— Exercise —
Repeat each entry in full, exactly.

### Available records

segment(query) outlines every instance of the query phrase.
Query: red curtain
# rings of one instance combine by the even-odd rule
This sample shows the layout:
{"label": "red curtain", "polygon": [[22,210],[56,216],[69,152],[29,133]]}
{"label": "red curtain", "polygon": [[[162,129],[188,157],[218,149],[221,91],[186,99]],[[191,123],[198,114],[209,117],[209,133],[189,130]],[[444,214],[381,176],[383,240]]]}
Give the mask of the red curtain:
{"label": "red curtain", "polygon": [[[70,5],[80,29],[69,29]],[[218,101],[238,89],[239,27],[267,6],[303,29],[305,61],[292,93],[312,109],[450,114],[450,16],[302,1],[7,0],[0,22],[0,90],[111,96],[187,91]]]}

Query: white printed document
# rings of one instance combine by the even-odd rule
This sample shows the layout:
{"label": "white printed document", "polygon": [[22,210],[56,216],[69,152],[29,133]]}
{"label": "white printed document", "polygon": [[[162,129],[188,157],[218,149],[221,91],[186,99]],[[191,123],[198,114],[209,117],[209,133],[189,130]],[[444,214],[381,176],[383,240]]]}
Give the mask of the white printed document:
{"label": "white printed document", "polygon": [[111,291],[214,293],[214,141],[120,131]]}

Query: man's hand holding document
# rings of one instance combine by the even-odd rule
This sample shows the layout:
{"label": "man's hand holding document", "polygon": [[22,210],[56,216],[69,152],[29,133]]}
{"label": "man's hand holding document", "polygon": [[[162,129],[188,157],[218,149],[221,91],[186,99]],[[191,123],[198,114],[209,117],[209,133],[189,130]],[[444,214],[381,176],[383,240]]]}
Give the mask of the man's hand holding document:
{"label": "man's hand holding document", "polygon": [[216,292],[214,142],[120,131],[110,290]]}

######

— Answer to the problem —
segment(query) outlines every instance of the query phrase.
Query: red curtain
# rings of one instance combine by the even-odd rule
This sample shows the layout:
{"label": "red curtain", "polygon": [[22,210],[56,216],[69,152],[29,133]]}
{"label": "red curtain", "polygon": [[[162,129],[188,157],[218,149],[221,91],[186,99]],[[191,123],[198,114],[209,117],[209,133],[189,130]],[[444,214],[381,176],[383,240]]]}
Give the mask of the red curtain:
{"label": "red curtain", "polygon": [[[70,5],[80,29],[69,29]],[[218,101],[238,89],[239,27],[267,6],[303,29],[305,61],[292,93],[312,109],[450,114],[450,16],[302,1],[7,0],[0,22],[0,90],[111,96],[187,91]]]}

Query: white printed document
# rings of one instance combine by the even-odd rule
This sample shows the layout:
{"label": "white printed document", "polygon": [[22,210],[56,216],[69,152],[29,133]]}
{"label": "white printed document", "polygon": [[[162,129],[188,157],[218,149],[221,91],[186,99]],[[191,123],[198,114],[209,117],[209,133],[189,130]],[[444,214],[381,176],[383,240]]]}
Give the mask of the white printed document:
{"label": "white printed document", "polygon": [[111,291],[214,293],[214,141],[120,131]]}

Query: man's hand holding document
# rings of one instance combine by the even-odd rule
This sample shows the layout:
{"label": "man's hand holding document", "polygon": [[22,210],[56,216],[69,152],[29,133]]}
{"label": "man's hand holding document", "polygon": [[[162,129],[188,157],[218,149],[221,91],[186,99]],[[191,123],[198,114],[209,117],[209,133],[189,130]],[[444,214],[381,176],[383,240]]]}
Give the mask of the man's hand holding document:
{"label": "man's hand holding document", "polygon": [[216,292],[214,142],[120,131],[110,290]]}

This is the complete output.